Here, for every way of calling a MotorVehicle::drive, it has the same contracts as calling it via a Vehicle*/Vehicle& or a WheeledVehicle*/WheeledVehicle&.

Yes, that requires manual orchestration. But it's doable. It can be made simpler by refactoring the contract of WheeledVehicle::drive() into a function, and reusing that in MotorVehicle. If we want to make it simpler still, we can entertain post-C++26 language extensions that allow saying "give me the same contract as the base function has". The important bit here is that it's possible to express that, and expressing it doesn't require compromising on any of the other design goals this approach has, namely the one mentioned before this one, the ability to narrow/widen a contract of an overrider.

How important would it be to enforce canonical designs?

There's been a lot of debate on this, on the reflectors and elsewhere. I just wish to point out, without all that much elaboration, that a narrowed/narrower contract on an overrider seems perfectly reasonable. If a derived type requires additional setup before it's substitutable for its base, that is explicable and plausible and reasonable. You can't always establish all possible state in a constructor, so it's plausible that sometimes there's room for a bug where an object of a derived type is passed to code that expects a pointer/reference to a base, and users expect a certain contract on it, and the object of a derived type doesn't yet meet those expectations.

That's fine. Even in all the papers about substitutability, none of them say that substitutability is a purely static concept, and can't have dynamic aspects. A type can be non-substitutable right after construction, and substitutable once certain additional methods are performed on it. Most importantly, contracts can check that, once we indeed allow an overrider to have a narrower contract than its base function. That seems incredibly useful.
═══
**SET OF TASKS**
- 1) In the C++ contracts excerpt, what can the contract of WheeledVehicle::drive() be refactored into to make the manual orchestration simpler?
- 2) Copy the passage of the C++ contracts excerpt that begins at the words "There's been a" and ends after the words "meet those expectations.".

**SUPPLIED INFORMATION**
═══
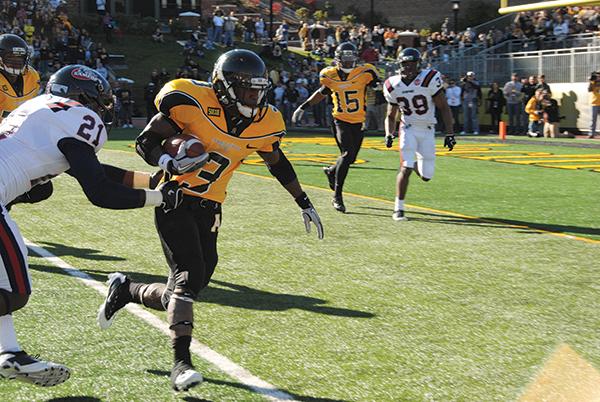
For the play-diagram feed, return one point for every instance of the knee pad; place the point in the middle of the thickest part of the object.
═══
**THE ANSWERS**
- 1) A function, which can then be reused in MotorVehicle.

- 2)
There's been a lot of debate on this, on the reflectors and elsewhere. I just wish to point out, without all that much elaboration, that a narrowed/narrower contract on an overrider seems perfectly reasonable. If a derived type requires additional setup before it's substitutable for its base, that is explicable and plausible and reasonable. You can't always establish all possible state in a constructor, so it's plausible that sometimes there's room for a bug where an object of a derived type is passed to code that expects a pointer/reference to a base, and users expect a certain contract on it, and the object of a derived type doesn't yet meet those expectations.